[Quoted passage]:
It's not just Walmart. Corporate songs are common, "reframing" disappointment for those whose lives have taken the road marked "middle manager" rather than the one marked "rockstar." "We built this Starbucks on Heart and Soul," "Blue Box Values Are the Best, I Work For American Express" and perhaps most uplifting, Big Four accountancy firm Ernst and Young's reworking of gospel anthem "Oh Happy Day" which replaced the lyrics: "When Jesus washed my sins away" with the competing message "When Ernst and Young showed me a better way." 
Once they have whipped their staff into a frenzy of corporate sycophancy, employers are increasingly expecting them to turn their whole selves over to the company's message and aims, and are employing a range of sophisticated psychological and practical techniques to achieve this. 
Silicon Valley firms encourage their employees to work ever longer hours by turning offices into playgrounds, complete with slides, graffiti walls and foosball tables. Free dinner and on site dry cleaners, dentists and hairdressers are standard ways of ensuring that staff never leave the building. Facebook made the perfect metaphor for the overworked American employee into a reality with their flagship 'Insanity Wolf' treadmill desk, which allows employees to keep running to a never materialising destination while they continue to work. I met (a rather tired looking) Facebook employee recently who was thrilled to be provided with pizza and "allowed" to work overnight on a company project of his choice at no extra pay.

[Study questions]:
1. According to the passage on corporate culture, what is the name of Facebook's flagship treadmill desk?
2. Print the stretch of the passage on corporate culture from "Silicon Valley firms" through "no extra pay.".
The entries after this point are separate material with no connection to the passage on corporate culture.

[Data extracts]:
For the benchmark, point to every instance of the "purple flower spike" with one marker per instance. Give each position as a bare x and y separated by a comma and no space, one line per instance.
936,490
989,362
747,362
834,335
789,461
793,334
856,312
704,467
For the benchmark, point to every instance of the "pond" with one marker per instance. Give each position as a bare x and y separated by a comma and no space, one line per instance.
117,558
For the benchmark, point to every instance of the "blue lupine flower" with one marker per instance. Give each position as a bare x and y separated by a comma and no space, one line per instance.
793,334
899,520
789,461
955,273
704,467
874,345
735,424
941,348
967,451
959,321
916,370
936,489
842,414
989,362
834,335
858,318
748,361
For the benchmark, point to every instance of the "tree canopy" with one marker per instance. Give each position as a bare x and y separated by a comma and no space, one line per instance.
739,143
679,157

...

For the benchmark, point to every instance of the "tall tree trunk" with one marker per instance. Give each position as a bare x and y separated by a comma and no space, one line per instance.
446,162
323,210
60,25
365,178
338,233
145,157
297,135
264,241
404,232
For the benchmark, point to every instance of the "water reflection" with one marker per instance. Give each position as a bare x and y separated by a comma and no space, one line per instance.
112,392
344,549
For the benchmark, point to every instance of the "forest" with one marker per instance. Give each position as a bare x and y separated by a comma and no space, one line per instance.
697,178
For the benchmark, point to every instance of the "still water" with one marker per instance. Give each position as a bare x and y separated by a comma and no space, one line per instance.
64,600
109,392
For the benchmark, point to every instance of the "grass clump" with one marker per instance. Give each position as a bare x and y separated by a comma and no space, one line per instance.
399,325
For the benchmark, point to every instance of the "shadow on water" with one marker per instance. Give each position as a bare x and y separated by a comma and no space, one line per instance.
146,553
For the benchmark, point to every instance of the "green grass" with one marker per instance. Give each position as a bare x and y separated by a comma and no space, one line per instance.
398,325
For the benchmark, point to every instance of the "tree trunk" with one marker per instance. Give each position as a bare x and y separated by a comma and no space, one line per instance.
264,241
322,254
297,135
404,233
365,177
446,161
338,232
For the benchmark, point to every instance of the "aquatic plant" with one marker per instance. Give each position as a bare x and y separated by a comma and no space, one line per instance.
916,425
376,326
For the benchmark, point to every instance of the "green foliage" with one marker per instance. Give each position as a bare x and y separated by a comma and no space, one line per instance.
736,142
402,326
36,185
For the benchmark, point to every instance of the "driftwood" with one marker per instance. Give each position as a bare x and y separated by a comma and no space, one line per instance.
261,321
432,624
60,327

[Task answers]:
1. It is called the "Insanity Wolf" treadmill desk.

2.
Silicon Valley firms encourage their employees to work ever longer hours by turning offices into playgrounds, complete with slides, graffiti walls and foosball tables. Free dinner and on site dry cleaners, dentists and hairdressers are standard ways of ensuring that staff never leave the building. Facebook made the perfect metaphor for the overworked American employee into a reality with their flagship 'Insanity Wolf' treadmill desk, which allows employees to keep running to a never materialising destination while they continue to work. I met (a rather tired looking) Facebook employee recently who was thrilled to be provided with pizza and "allowed" to work overnight on a company project of his choice at no extra pay.